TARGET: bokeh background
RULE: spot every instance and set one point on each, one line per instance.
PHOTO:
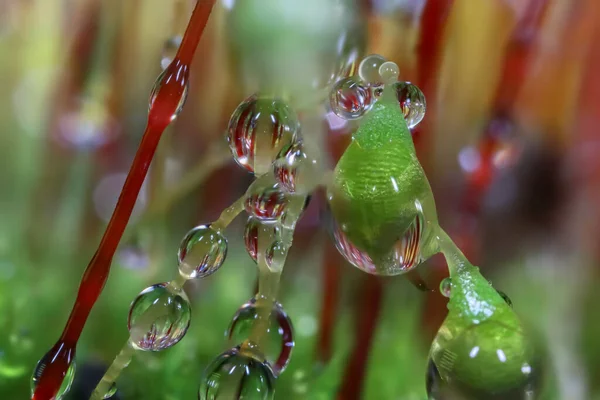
(510, 143)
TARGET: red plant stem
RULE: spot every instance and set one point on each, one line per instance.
(162, 111)
(368, 310)
(331, 290)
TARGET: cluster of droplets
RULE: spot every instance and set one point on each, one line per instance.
(352, 97)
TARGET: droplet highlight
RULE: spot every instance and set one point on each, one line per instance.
(158, 318)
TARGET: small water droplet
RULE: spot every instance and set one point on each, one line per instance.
(412, 102)
(169, 51)
(279, 341)
(295, 171)
(350, 99)
(58, 354)
(201, 252)
(111, 392)
(265, 200)
(368, 69)
(174, 80)
(446, 286)
(158, 318)
(258, 129)
(235, 375)
(251, 235)
(389, 72)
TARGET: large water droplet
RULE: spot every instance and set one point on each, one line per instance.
(251, 235)
(55, 355)
(295, 171)
(169, 51)
(158, 318)
(174, 81)
(412, 102)
(265, 200)
(201, 252)
(279, 341)
(488, 360)
(234, 375)
(258, 129)
(350, 98)
(368, 69)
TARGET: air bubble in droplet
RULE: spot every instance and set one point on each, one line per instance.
(52, 356)
(389, 72)
(265, 200)
(258, 129)
(251, 235)
(446, 286)
(368, 69)
(350, 98)
(158, 318)
(295, 171)
(412, 102)
(236, 375)
(201, 252)
(169, 51)
(279, 341)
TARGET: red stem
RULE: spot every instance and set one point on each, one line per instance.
(163, 109)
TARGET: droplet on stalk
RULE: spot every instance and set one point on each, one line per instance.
(236, 375)
(201, 252)
(279, 340)
(158, 318)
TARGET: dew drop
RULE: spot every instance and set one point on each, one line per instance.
(389, 72)
(55, 355)
(258, 129)
(169, 51)
(201, 252)
(158, 318)
(295, 171)
(446, 286)
(176, 76)
(368, 69)
(111, 392)
(251, 235)
(350, 99)
(279, 341)
(265, 201)
(234, 375)
(412, 102)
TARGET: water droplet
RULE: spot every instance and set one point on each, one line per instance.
(251, 235)
(201, 252)
(158, 318)
(169, 51)
(485, 360)
(58, 354)
(389, 72)
(279, 341)
(234, 375)
(446, 286)
(265, 200)
(174, 81)
(507, 299)
(258, 129)
(412, 102)
(368, 69)
(295, 171)
(350, 99)
(111, 392)
(404, 255)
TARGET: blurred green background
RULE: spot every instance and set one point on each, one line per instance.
(510, 142)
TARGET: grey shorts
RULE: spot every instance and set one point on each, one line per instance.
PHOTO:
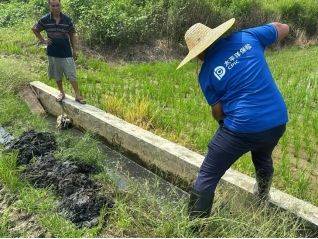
(62, 66)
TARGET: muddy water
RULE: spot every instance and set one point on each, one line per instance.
(80, 197)
(125, 170)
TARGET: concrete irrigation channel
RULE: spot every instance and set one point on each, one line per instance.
(172, 161)
(156, 152)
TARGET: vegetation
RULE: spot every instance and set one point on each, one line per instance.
(138, 211)
(167, 102)
(128, 22)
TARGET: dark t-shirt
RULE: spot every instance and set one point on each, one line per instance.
(58, 33)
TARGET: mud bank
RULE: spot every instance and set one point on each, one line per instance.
(81, 199)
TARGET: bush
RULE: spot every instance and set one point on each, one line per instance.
(301, 14)
(129, 22)
(11, 13)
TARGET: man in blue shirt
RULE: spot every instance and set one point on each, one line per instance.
(238, 85)
(61, 47)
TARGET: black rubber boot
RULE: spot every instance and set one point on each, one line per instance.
(200, 204)
(262, 187)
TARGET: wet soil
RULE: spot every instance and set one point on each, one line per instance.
(81, 199)
(33, 144)
(18, 223)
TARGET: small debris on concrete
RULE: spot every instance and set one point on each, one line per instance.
(63, 122)
(32, 101)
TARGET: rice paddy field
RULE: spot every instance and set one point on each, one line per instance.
(169, 103)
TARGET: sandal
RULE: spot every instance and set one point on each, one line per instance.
(81, 101)
(60, 97)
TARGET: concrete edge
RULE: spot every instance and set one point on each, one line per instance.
(154, 150)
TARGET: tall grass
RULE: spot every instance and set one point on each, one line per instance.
(138, 211)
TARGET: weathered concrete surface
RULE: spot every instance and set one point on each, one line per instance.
(31, 100)
(154, 150)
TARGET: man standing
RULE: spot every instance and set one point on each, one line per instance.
(61, 47)
(237, 83)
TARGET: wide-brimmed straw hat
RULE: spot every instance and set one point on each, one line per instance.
(199, 37)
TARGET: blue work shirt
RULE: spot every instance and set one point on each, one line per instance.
(236, 74)
(58, 33)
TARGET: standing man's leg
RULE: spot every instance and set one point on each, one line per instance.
(60, 87)
(70, 73)
(263, 162)
(55, 71)
(223, 150)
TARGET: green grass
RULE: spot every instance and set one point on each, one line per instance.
(138, 211)
(168, 102)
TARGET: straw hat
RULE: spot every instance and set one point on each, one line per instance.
(199, 37)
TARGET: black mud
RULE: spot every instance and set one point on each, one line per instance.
(81, 199)
(33, 144)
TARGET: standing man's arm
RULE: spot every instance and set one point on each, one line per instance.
(37, 32)
(73, 40)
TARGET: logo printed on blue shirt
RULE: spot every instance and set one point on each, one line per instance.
(219, 72)
(235, 73)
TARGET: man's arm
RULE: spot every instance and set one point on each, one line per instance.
(39, 36)
(217, 112)
(73, 40)
(282, 30)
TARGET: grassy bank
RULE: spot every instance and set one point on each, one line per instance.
(138, 212)
(169, 103)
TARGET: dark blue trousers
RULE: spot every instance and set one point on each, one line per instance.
(227, 146)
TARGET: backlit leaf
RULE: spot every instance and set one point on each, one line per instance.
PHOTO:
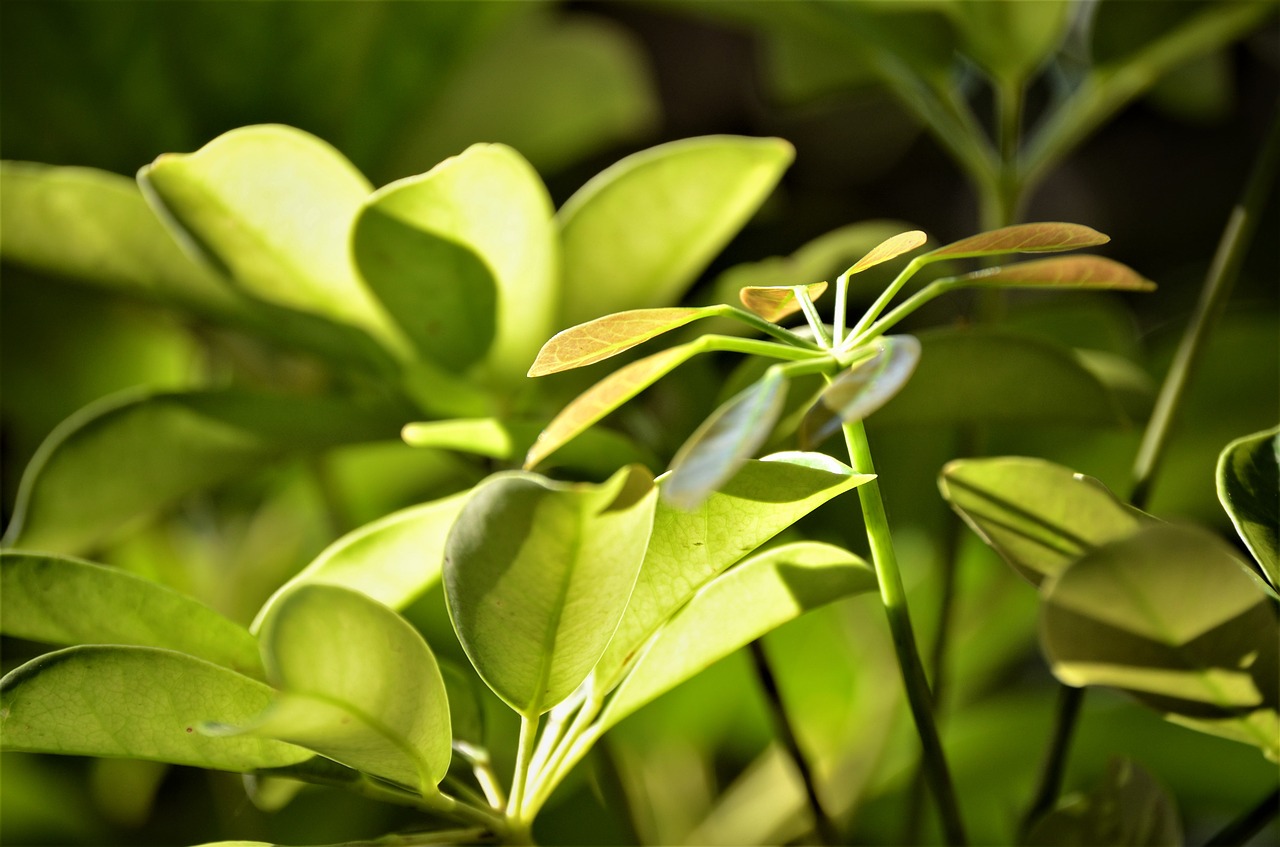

---

§ **Exercise description**:
Would you give the records again exactly, dropping the pictures?

§ **Reply**:
TARGET: bokeh background
RULE: spot every instance and set one point on each, one line per instance.
PHOTO:
(510, 143)
TARGET: red plant stem
RULE: spot every instance and set one point on each, one line per instance.
(162, 111)
(368, 310)
(331, 290)
TARGET: cluster of droplets
RULE: spot every instance and set one point on each, one line per instance.
(352, 97)
TARGET: droplet highlight
RULE: spot every instance and set one point on each, one line per instance.
(158, 318)
TARGET: small water droplet
RULE: spot every instance and set one point on each, one line per instance.
(412, 102)
(169, 51)
(279, 341)
(295, 171)
(350, 99)
(58, 354)
(201, 252)
(111, 392)
(265, 200)
(368, 69)
(174, 80)
(446, 286)
(158, 318)
(258, 129)
(235, 375)
(251, 235)
(389, 72)
TARGET: large water droplet
RULE: spot every instance and set one point on each, one line per instance.
(251, 235)
(55, 355)
(295, 171)
(169, 51)
(158, 318)
(174, 81)
(412, 102)
(265, 200)
(201, 252)
(279, 341)
(488, 360)
(234, 375)
(258, 129)
(350, 98)
(368, 69)
TARGET: air bubble in droplet
RULE: spot every instance and set one point on each, one line per instance.
(52, 356)
(389, 72)
(265, 200)
(258, 129)
(251, 235)
(446, 286)
(368, 69)
(350, 98)
(158, 318)
(295, 171)
(412, 102)
(236, 375)
(201, 252)
(169, 51)
(279, 341)
TARGET: red stem
RULE: spot every instance and set one point on each, one line per instance.
(163, 109)
TARGET: droplet on stalk
RULE: spot every instance and set one point on each, one line per instance.
(236, 375)
(201, 252)
(279, 340)
(158, 318)
TARGET: dew drop
RULE: spot every instance and set one point on each, one line per instance.
(389, 72)
(55, 355)
(258, 129)
(169, 51)
(201, 252)
(158, 318)
(295, 171)
(446, 286)
(176, 76)
(368, 69)
(111, 392)
(251, 235)
(350, 99)
(279, 341)
(265, 201)
(234, 375)
(412, 102)
TARGET: water droplet
RULE: spot every instance and set one point on each, one line per instance.
(251, 235)
(201, 252)
(158, 318)
(169, 51)
(485, 360)
(58, 354)
(389, 72)
(279, 341)
(234, 375)
(446, 286)
(265, 200)
(174, 81)
(507, 299)
(258, 129)
(412, 102)
(368, 69)
(295, 171)
(350, 99)
(111, 392)
(404, 255)
TARGET: blurred green background
RULE: spot every instance and set one point on each, one line per instance.
(510, 142)
TARGET: grey shorts
RULE: spot every instance and set one point on each, one line per instance.
PHOTO:
(62, 66)
TARGET: muddy water
RULE: spot every instance and set one point on each, one line per instance.
(80, 197)
(125, 170)
TARGET: concrete irrigation channel
RULE: spot every instance and set one point on each, one line per instance.
(172, 161)
(156, 152)
TARGET: vegetation
RULE: spot every instance and set one point on each, one line per instance.
(138, 211)
(167, 102)
(128, 22)
TARGET: dark t-shirt
RULE: spot every instance and set one point on each, one line per instance.
(58, 33)
TARGET: mud bank
RULE: spot every instance and set one point on each, one line per instance.
(81, 199)
TARGET: bush
RULE: spot every instance and set one point on each, one line per instance.
(301, 14)
(129, 22)
(11, 13)
TARGET: man in blue shirt
RULE: spot every instance and set one point on each, one line per instance.
(238, 85)
(61, 47)
TARGET: black rubber boot
RULE: spot every instance and set one point on each, one line per instance.
(200, 204)
(262, 187)
TARGET: wet soil
RULE: spot every instance and set one point on each, one line per instance.
(81, 199)
(33, 144)
(18, 223)
TARGET: small debris on concrete
RULE: spot every instance and set one point on each, one line per instance.
(63, 122)
(32, 101)
TARGET: rice paddy field
RULE: spot every instance and set one point on each, one line per instance.
(169, 103)
TARGET: sandal
RULE: spot every instance and set one point on each, one line per instance.
(81, 101)
(60, 97)
TARGET: concrete edge
RULE: spot every instance and set one point on each, one line per instance.
(154, 150)
TARGET: tall grass
RULE: spot every instance and set one point on each, one line per instance.
(138, 211)
TARGET: weathered concrete surface
RULE: spot every instance and set one point on each, one line per instance.
(31, 100)
(154, 150)
TARGET: man standing
RULE: spot every instance and set one point on each, one line per instance.
(61, 47)
(237, 83)
TARGET: wide-brimmed straw hat
RULE: spot every instance and set one point on each, one line per instance.
(199, 37)
TARGET: blue work shirt
RULE: spot every instance and set one point on each, one line per instance.
(236, 74)
(58, 33)
TARGET: standing man's leg
RULE: spot every instance and set one point on each, one line per instance.
(60, 87)
(70, 73)
(263, 162)
(55, 71)
(223, 150)
TARGET: green grass
RULE: spot every instance and set one point on each, one line per instance.
(138, 211)
(168, 102)
TARGET: straw hat
RULE: spot every instance and set one point on each, one line per instance.
(199, 37)
TARGET: black mud
RULE: spot every instance and set one point on each, one line per instance.
(81, 199)
(33, 144)
TARGET: standing man's arm
RULE: spot every instance and set one point on each, one line per instance.
(37, 32)
(73, 40)
TARGET: logo printed on blue shirt
RULE: spot every instance and set one point on each, one line per instance.
(219, 72)
(235, 73)
TARGET: man's arm
RULE: spot every instance and set one point on each, one line per instance.
(39, 36)
(217, 112)
(73, 40)
(282, 30)
TARGET: grassy bank
RULE: spot every instance and set one point on each, one line per instance.
(138, 212)
(169, 103)
TARGET: dark blue trousers
RULE: spot every instance and set one point on each, one line per instance.
(227, 146)
TARGET: backlit leaf
RULE: spot every instance and set one point on each, one line per instance.
PHOTO:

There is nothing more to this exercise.